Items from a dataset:
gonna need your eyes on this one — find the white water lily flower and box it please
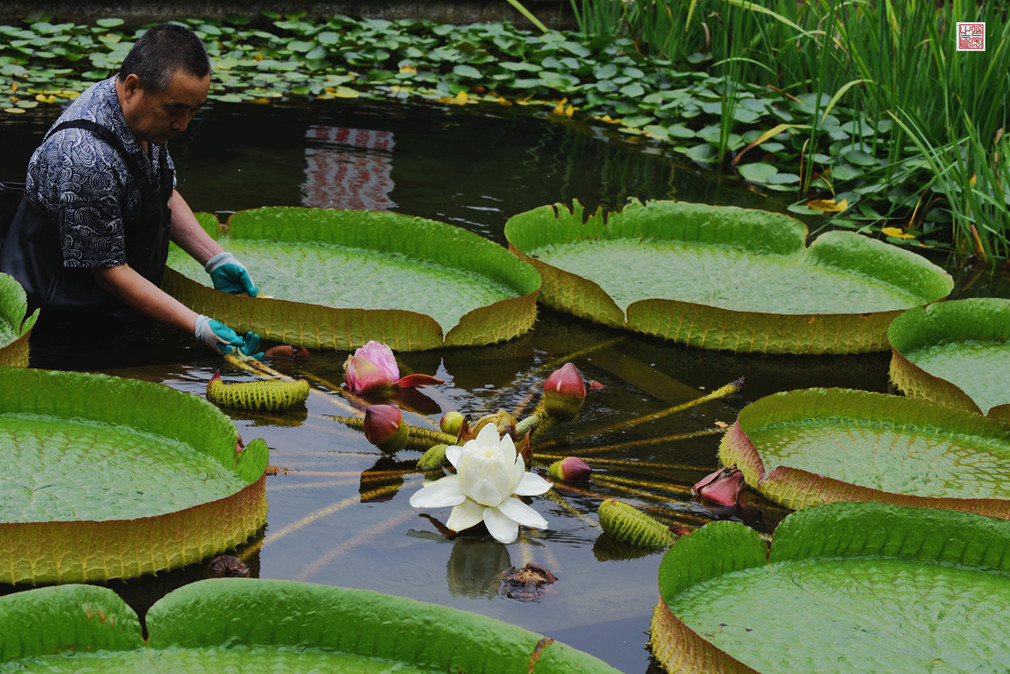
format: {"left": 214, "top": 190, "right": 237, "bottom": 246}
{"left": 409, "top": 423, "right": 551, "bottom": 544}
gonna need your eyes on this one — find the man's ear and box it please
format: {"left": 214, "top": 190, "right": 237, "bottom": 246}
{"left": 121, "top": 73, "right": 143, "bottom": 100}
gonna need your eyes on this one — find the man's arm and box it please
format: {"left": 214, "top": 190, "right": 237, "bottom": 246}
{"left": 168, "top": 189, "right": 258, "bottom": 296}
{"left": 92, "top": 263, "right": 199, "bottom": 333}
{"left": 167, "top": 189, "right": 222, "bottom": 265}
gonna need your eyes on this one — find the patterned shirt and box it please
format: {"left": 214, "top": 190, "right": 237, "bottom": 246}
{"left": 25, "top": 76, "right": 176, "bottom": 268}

...

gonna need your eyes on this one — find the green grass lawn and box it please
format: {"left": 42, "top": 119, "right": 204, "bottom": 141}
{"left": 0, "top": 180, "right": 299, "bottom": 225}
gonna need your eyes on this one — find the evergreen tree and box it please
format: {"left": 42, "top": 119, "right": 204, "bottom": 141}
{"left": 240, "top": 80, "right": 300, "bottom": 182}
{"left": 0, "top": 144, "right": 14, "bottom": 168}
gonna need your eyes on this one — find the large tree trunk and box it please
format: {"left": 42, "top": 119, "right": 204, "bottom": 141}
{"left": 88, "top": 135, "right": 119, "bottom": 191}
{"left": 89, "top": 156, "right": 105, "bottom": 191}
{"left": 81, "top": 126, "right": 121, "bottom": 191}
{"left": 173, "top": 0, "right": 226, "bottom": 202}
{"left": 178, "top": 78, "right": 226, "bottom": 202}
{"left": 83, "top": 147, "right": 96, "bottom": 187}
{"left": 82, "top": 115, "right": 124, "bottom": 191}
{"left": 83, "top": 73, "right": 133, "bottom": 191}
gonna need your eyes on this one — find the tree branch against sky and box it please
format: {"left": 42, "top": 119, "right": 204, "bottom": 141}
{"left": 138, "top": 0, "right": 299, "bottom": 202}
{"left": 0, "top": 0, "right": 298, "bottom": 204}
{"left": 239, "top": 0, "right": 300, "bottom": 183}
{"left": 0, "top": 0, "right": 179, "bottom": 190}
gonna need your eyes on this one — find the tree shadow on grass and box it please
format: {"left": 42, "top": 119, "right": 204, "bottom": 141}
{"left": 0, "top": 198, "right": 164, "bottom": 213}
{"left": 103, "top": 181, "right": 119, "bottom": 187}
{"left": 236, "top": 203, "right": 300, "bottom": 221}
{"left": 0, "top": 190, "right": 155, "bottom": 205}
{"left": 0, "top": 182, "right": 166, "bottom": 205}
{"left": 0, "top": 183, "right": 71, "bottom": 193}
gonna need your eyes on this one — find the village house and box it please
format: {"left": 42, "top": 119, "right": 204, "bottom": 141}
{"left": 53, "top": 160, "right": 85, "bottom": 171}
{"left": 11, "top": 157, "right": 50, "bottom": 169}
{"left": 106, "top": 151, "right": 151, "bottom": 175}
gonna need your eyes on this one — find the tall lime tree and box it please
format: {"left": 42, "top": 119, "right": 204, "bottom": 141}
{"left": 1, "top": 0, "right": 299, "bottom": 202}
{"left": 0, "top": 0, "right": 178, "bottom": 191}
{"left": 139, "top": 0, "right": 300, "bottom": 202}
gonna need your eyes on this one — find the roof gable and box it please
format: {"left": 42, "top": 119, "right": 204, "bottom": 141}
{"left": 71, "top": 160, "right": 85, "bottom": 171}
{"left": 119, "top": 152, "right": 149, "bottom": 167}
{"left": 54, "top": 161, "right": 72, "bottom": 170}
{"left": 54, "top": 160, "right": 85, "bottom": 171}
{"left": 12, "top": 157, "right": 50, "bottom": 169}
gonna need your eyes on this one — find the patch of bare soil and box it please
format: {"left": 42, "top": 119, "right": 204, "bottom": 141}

---

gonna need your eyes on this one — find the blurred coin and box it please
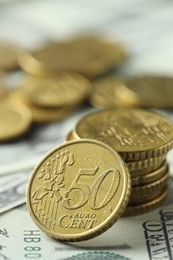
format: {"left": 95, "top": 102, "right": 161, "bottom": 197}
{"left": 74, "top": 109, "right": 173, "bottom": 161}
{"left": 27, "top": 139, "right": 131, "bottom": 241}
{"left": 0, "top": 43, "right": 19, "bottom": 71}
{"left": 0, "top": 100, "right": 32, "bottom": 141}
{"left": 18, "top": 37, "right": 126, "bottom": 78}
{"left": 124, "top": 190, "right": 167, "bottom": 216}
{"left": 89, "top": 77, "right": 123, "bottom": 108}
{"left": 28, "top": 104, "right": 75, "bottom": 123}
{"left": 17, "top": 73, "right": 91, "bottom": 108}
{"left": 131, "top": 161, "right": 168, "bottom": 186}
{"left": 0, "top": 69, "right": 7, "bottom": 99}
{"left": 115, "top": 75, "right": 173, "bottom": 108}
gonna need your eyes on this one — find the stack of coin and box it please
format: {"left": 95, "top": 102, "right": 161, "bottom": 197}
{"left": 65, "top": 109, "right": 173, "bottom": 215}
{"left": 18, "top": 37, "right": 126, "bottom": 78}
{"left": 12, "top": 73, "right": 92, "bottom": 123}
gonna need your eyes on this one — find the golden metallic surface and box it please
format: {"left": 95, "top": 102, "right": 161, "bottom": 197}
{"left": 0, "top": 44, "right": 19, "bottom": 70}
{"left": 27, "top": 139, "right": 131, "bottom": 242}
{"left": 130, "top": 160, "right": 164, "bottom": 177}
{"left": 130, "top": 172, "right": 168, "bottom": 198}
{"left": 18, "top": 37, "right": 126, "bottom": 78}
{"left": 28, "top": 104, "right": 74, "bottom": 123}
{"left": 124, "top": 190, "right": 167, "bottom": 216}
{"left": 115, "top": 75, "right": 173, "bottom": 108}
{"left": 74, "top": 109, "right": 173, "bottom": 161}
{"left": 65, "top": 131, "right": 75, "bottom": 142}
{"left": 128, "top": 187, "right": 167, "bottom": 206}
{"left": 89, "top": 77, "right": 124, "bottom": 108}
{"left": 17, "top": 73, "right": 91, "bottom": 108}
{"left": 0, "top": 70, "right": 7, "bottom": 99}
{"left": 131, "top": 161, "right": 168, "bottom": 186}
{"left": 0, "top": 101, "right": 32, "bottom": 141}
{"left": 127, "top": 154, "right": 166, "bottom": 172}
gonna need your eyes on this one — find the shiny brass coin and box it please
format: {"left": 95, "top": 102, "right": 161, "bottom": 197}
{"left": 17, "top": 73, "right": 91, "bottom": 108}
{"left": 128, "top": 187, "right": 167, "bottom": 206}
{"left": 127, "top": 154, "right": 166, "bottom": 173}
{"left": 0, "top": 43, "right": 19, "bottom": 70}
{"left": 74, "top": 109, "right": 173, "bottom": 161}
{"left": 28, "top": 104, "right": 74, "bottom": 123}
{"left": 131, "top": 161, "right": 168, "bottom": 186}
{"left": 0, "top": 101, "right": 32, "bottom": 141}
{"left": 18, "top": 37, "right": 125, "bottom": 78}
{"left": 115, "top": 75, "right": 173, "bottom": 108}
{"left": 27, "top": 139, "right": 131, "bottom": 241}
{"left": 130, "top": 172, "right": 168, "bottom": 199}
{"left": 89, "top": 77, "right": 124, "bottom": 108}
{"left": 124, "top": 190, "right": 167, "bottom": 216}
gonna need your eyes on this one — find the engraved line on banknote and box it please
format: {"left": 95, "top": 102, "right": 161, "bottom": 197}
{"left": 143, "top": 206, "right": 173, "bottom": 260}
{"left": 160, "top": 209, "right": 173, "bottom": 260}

--- What is needed ---
Before answering, check every line of the records for the string "coin", then state how many lines have it, with the number only.

--- Exercise solution ---
3